== What to do ==
1. List every Agatha Christie book title named in the passage about Agatha Christie.
2. According to the passage about Agatha Christie, which of her books did the writer start with when returning to her work?
3. Go on with the passage about Agatha Christie from where it stops.

Okay, confession time: The first Agatha Christie I read was The Dumb Witness and frankly, it left me underwhelmed. Perhaps the timing wasn’t right. But for close to decades, I didn’t pick up another book by her thanks to my pig-headed tendency of not giving authors a second chance (now, of course, the thought of being at the receiving end of such unforgiving cruelty sends shivers down my spine).
But age and curiosity won. Why was this little old English lady called the Queen of Crime? Why are so many people into a funny Belgian detective with a Dali-esque moustache? Why is an old spinster considered one of the best detectives in English fiction? And I picked up her books a few years ago, as I was writing my first thriller, Swear You Won’t Tell? I started with 4.50 From Paddington featuring Ms Marple and breezed through Elephants Can Remember, a Hercules Poirot case. Both were great reads but it was when I started reading And Then There Were None, that I was truly riveted.

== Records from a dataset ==
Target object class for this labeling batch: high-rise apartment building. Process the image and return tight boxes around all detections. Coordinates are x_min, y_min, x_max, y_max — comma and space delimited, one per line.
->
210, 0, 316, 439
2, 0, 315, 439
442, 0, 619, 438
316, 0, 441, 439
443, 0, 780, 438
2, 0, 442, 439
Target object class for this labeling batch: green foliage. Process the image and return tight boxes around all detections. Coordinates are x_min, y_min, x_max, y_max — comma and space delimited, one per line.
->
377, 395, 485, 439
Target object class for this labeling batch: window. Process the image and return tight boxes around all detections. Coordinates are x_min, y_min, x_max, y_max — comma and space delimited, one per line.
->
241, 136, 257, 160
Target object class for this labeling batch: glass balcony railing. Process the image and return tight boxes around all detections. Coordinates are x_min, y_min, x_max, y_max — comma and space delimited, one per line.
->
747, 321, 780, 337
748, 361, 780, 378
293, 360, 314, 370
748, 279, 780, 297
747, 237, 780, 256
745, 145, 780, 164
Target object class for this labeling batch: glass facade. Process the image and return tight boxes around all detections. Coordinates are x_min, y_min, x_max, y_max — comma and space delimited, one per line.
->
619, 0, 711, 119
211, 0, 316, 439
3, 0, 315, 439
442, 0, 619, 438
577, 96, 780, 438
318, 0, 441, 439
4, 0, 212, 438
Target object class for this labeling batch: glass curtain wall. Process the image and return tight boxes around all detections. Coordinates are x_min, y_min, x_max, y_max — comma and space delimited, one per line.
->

== Results for each task ==
1. The Dumb Witness, 4.50 From Paddington, Elephants Can Remember, And Then There Were None

2. 4.50 From Paddington

3.
Ten strangers brought on false pretexts to an isolated island by an unknown person and lured to their deaths? Oooh, gimme, gimme. The premise hooked me long before I’d read the first page and the rest of the book just reeled me in with the suspense. Why are these ten people here? Who is this U.N. Owen? Why on earth would Ms Christie use such a silly pun?
But within the first few pages, the first of those questions was answered. And I wrote down my first note-to-self as an author: answer a question in a way that spawns more questions. The ten strangers were summoned because they’d gotten away with murder in the past and this was Judgement Day. Each of the ten characters — fleshed out, distinctive and with their own strengths, weaknesses and secrets — kept me guessing. And just as I felt like sympathising with one,Ms Christie bumped him or her off. (So now we know where George R.R. Martin got his Wheel of Misfortune from.)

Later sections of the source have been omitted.